'''
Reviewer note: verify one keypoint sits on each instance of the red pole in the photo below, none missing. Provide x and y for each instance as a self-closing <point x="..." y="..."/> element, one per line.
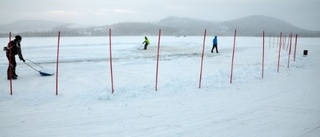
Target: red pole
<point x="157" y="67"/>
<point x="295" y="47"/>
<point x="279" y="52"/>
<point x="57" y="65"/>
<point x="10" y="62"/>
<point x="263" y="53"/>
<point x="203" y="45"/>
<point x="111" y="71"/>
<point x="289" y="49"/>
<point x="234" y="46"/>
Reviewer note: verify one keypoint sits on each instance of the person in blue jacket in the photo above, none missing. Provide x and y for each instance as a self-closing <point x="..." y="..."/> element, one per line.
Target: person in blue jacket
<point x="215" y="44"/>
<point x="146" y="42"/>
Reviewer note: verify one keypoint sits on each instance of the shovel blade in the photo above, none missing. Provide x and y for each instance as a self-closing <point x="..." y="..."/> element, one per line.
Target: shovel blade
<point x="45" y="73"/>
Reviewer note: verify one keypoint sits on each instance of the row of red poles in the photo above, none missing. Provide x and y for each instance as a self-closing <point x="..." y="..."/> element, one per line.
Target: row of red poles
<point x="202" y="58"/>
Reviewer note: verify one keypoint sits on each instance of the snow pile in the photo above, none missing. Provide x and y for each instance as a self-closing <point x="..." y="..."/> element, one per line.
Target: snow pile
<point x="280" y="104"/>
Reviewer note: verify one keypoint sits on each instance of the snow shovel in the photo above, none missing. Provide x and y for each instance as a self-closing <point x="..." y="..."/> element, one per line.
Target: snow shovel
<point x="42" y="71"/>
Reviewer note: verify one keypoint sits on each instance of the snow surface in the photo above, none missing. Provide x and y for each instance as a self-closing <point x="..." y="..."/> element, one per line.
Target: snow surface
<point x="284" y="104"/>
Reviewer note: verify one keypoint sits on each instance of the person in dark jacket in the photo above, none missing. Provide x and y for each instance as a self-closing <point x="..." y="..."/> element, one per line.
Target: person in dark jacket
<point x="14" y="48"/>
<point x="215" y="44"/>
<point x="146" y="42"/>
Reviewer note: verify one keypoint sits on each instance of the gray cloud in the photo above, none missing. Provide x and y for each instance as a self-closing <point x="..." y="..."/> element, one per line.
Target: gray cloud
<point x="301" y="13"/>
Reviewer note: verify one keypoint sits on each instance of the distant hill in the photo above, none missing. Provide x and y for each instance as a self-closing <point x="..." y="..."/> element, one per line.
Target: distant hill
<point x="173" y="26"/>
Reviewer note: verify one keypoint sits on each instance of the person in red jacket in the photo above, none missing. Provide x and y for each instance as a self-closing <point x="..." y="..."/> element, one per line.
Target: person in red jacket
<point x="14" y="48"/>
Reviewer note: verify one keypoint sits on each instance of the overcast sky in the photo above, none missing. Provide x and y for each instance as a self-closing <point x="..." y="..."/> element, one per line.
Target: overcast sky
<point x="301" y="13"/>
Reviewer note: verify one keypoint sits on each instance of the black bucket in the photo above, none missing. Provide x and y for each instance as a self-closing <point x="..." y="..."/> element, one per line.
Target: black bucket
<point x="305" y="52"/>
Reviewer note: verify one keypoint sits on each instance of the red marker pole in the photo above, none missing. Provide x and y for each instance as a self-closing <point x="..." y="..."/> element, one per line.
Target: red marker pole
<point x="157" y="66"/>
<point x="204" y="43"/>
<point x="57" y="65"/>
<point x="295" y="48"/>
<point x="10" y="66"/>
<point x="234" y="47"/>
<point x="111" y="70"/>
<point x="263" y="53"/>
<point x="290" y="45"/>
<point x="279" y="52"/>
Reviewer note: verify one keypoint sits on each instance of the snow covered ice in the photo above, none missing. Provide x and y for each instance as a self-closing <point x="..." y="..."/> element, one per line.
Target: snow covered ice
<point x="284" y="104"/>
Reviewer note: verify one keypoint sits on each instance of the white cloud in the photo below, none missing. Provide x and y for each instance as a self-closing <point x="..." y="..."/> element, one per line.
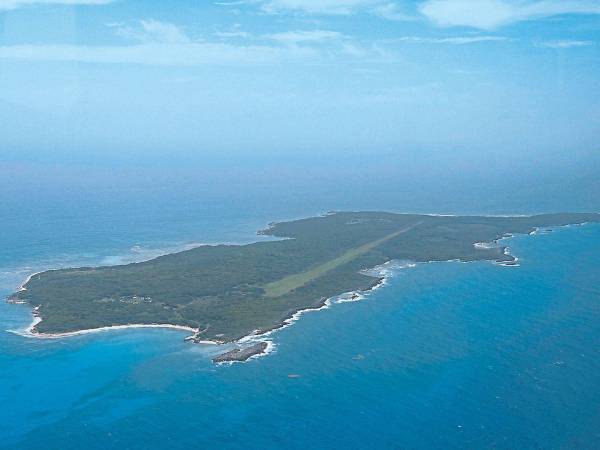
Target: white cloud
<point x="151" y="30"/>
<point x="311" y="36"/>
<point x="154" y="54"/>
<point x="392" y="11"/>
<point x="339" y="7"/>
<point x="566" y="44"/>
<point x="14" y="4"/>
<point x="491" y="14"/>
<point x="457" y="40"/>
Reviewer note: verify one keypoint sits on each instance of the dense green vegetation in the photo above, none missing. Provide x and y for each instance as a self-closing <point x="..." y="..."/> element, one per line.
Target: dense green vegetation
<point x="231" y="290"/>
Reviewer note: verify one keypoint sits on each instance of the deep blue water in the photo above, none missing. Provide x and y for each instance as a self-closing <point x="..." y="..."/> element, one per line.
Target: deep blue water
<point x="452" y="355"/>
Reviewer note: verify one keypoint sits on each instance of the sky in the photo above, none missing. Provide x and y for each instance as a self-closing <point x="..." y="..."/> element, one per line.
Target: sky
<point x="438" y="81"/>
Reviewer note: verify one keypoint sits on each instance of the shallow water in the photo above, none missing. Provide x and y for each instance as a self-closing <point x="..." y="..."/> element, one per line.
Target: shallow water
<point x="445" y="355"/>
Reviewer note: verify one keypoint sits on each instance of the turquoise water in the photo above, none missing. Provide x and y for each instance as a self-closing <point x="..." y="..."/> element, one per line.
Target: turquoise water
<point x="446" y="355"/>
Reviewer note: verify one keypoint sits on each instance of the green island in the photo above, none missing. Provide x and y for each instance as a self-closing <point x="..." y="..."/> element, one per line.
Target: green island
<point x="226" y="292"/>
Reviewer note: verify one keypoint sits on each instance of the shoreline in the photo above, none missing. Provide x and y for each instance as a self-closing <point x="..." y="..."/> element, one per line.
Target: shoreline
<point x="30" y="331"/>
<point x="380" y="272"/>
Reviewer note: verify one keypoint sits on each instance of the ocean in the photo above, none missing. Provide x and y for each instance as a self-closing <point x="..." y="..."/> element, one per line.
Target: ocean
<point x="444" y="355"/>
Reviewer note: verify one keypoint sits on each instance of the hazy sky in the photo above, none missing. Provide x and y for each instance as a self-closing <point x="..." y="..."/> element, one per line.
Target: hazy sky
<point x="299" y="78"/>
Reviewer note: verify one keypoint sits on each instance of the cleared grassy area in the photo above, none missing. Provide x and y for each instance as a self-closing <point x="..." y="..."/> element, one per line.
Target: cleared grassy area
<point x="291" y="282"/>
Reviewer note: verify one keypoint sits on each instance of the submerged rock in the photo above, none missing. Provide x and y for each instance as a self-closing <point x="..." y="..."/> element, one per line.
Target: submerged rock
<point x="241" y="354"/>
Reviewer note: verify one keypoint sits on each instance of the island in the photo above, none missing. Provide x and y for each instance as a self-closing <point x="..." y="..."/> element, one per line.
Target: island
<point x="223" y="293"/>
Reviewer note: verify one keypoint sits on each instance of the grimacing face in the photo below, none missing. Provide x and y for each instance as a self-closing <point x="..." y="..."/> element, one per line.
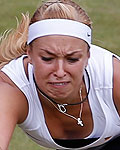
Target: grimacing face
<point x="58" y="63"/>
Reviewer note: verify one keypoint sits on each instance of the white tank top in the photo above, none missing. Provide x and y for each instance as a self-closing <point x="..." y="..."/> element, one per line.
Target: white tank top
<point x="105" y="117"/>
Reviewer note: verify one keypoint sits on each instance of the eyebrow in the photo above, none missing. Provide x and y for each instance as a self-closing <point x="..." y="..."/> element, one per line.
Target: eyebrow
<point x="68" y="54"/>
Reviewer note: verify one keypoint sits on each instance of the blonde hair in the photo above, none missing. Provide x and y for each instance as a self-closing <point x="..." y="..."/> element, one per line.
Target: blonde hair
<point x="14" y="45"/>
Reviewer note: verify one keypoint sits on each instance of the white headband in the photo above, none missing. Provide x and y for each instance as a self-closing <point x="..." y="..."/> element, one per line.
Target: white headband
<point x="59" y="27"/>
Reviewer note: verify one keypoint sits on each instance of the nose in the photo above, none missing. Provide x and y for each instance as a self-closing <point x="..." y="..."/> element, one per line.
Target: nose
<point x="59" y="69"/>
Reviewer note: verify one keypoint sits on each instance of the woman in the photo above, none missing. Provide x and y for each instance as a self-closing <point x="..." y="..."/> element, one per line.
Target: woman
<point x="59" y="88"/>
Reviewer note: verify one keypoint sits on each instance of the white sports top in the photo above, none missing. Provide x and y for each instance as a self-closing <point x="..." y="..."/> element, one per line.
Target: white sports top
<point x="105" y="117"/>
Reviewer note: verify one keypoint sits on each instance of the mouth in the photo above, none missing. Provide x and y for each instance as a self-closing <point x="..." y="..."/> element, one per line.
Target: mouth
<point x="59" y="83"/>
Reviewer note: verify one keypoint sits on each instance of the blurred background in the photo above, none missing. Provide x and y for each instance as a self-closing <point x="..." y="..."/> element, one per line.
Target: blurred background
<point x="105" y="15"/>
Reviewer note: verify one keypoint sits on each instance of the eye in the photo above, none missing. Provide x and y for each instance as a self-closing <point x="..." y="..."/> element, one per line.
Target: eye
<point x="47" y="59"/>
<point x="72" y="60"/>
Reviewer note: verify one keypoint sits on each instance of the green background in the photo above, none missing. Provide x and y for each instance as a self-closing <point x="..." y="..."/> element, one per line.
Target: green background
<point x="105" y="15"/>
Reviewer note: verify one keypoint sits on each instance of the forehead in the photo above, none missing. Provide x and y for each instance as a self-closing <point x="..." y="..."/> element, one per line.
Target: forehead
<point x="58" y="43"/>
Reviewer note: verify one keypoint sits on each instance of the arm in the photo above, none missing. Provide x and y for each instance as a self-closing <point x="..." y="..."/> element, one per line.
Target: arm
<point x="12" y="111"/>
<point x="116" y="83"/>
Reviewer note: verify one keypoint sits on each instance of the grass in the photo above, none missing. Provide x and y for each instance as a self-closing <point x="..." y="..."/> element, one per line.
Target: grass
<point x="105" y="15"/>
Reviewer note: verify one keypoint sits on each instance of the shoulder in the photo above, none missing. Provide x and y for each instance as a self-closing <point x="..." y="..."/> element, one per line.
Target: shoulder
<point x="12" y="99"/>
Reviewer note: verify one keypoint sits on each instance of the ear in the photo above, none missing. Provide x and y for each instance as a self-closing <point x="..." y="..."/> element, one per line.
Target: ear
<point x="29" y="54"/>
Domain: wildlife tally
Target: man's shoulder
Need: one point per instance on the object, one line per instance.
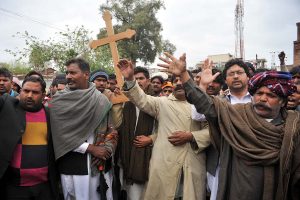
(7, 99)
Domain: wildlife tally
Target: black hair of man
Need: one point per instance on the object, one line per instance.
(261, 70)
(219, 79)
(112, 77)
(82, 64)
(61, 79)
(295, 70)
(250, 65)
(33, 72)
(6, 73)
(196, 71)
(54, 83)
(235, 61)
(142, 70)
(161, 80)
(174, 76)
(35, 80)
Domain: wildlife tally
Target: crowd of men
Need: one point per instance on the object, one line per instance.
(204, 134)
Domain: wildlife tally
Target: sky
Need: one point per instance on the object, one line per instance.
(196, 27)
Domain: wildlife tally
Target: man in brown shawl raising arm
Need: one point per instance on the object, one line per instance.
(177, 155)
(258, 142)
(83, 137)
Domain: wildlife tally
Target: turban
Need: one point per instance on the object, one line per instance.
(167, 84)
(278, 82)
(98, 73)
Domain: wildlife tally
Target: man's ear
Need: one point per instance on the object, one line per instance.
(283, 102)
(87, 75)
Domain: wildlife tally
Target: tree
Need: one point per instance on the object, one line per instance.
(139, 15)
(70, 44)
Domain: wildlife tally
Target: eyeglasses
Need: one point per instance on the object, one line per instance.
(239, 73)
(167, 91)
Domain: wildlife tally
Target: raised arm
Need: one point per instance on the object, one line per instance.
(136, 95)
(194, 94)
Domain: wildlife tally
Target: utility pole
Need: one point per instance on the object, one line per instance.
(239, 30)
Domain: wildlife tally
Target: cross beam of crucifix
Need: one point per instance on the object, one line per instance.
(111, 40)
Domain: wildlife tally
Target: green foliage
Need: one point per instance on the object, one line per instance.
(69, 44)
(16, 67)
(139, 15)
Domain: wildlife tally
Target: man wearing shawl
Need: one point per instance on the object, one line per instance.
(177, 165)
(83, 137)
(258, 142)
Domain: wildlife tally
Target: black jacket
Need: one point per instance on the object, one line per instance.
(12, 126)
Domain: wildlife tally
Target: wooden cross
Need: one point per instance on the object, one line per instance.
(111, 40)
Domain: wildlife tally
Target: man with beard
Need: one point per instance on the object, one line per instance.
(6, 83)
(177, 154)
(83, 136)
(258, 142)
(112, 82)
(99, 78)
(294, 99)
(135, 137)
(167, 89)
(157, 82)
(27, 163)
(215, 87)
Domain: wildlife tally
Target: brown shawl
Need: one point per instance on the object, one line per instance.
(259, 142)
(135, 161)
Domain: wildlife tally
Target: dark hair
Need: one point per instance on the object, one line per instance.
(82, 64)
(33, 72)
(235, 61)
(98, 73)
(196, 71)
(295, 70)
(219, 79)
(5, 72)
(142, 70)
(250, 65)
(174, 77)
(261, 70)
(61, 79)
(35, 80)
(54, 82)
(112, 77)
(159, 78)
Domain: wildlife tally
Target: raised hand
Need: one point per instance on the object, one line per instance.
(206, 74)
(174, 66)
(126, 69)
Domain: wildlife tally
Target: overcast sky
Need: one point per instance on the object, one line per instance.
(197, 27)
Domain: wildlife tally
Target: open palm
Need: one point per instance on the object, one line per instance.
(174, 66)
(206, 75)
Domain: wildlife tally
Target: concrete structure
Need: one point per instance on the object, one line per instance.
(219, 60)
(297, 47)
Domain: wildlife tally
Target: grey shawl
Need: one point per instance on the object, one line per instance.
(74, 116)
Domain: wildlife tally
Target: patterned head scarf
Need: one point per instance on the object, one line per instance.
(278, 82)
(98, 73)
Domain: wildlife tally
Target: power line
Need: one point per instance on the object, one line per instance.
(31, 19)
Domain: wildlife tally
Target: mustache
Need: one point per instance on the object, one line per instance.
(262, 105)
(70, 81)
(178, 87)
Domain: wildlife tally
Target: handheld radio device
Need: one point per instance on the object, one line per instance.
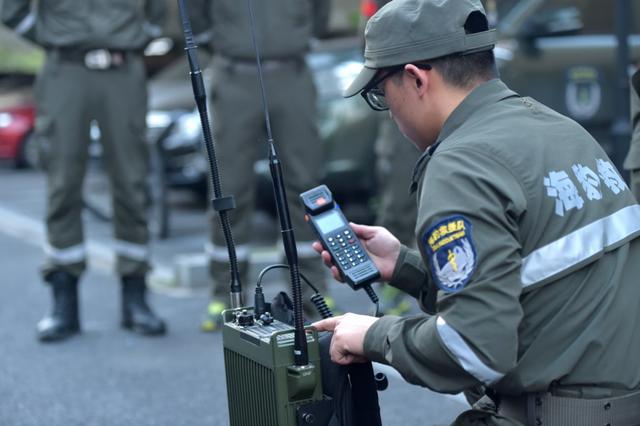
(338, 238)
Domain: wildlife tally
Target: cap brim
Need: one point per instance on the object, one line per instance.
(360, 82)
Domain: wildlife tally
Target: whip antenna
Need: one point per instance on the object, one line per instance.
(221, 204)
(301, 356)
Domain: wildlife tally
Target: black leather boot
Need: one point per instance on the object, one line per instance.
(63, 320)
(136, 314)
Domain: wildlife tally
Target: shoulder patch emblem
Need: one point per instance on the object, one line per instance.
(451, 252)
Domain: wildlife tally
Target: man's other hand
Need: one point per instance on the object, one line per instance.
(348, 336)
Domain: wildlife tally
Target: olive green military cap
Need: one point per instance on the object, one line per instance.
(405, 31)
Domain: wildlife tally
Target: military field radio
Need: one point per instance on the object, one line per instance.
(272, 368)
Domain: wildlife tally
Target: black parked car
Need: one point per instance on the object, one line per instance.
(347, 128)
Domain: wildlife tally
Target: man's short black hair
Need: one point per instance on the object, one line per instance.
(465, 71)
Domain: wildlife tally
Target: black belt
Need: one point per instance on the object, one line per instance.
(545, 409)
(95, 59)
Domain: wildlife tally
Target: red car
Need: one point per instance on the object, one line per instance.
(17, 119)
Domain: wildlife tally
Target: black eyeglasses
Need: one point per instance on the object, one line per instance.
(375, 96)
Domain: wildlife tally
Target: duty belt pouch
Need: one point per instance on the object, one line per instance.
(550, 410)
'''
> WHAT YOU SHOULD DO: Report the number of lines in the entries above that include the string "brown". Give nothing but the number.

> WRITTEN SOLUTION: 2